§ Zielsetzung: Der Abschnitt des Textauszugs von „Die Rechtsbeschwerde wird“ bis „Beklagten zu tragen.“ ist erneut wiederzugeben, wobei „Landgericht“ gegen „Amtsgericht“ auszutauschen ist.

§ Textauszug:
=====
Die Kosten des Beschwerdeverfahrens trägt die Beklagte.
Gegenstandswert für das Beschwerdeverfahren:
449,69 € (30 % von 1.498,98 €).
Die Rechtsbeschwerde wird zugelassen.
1
G r ü n d e
2I.
3Zwischen dem Kläger als Motorradfahrer und der Beklagten als Radfahrerin kam es zu einem Verkehrsunfall. Das Landgericht holte ein unfallanalytisches Sachverständigengutachten ein. Hieraufhin beauftragte die hinter der Beklagten stehende Haftpflichtversicherung, die nicht am Rechtstreit beteiligt ist, einen Privatgutachter mit der Erstattung eines Gutachtens. Es kam zu einer vergleichsweisen Erledigung des Rechtsstreits. Danach sind die Kosten zu 30 % vom Kläger und zu 70 % von der Beklagten zu tragen.
4Zur Festsetzung angemeldet hat die Beklagte u. a. 1.498,38 €, die ihre Haftpflichtversicherung an den Privatgutachter gezahlt hat. Sie ist der Ansicht, diese seien als notwendig und prozessbezogen im Sinne des § 91 Abs. 1 ZPO einzustufen. Der Erstattung stehe nicht entgegen, dass nicht sie, sondern ihre Haftpflichtversicherung das Gutachten eingeholt und bezahlt habe. Denn diese habe letztlich dem Kläger den Schadensbetrag ohnehin zu erstatten. Zu verweisen sei auch darauf, dass ihre Haftpflichtversicherung nach § 101 VVG i. V. m. § 5 Nr. 4 AHB verpflichtet sei, sie von Ansprüchen Dritter freizustellen. Außerdem habe sie dieser die Prozessführung zu überlassen. Falls sie mit dem Auto anstatt mit dem Fahrrad unterwegs gewesen wäre, hätte ihre Haftpflichtversicherung wegen der Geltung des Pflichtversicherungsgesetzes in diesem Fall Partei werden können. Es könne deshalb im Rahmen der Erstattung keinen Unterschied machen, ob ein Fall der Pflichtversicherung vorliege oder nicht.
=====
§ Materialauszüge:
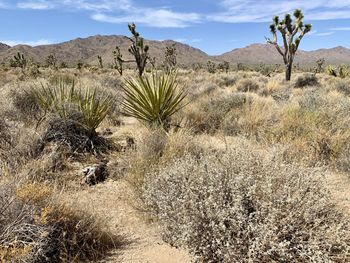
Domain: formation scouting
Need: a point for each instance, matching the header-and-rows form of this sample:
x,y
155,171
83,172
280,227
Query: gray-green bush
x,y
242,207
=====
§ Lösung der Aufgabe:
Die Rechtsbeschwerde wird zugelassen.
1
G r ü n d e
2I.
3Zwischen dem Kläger als Motorradfahrer und der Beklagten als Radfahrerin kam es zu einem Verkehrsunfall. Das Amtsgericht holte ein unfallanalytisches Sachverständigengutachten ein. Hieraufhin beauftragte die hinter der Beklagten stehende Haftpflichtversicherung, die nicht am Rechtstreit beteiligt ist, einen Privatgutachter mit der Erstattung eines Gutachtens. Es kam zu einer vergleichsweisen Erledigung des Rechtsstreits. Danach sind die Kosten zu 30 % vom Kläger und zu 70 % von der Beklagten zu tragen.